Your goal: Your output should be the whole listing, identical to the original.

Given information:
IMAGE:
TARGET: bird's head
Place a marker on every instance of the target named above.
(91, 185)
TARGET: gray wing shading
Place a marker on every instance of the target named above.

Task response:
IMAGE:
TARGET: bird's head
Place a marker on every instance of the target named above.
(91, 185)
TARGET: gray wing shading
Place a marker on every instance of the target named above.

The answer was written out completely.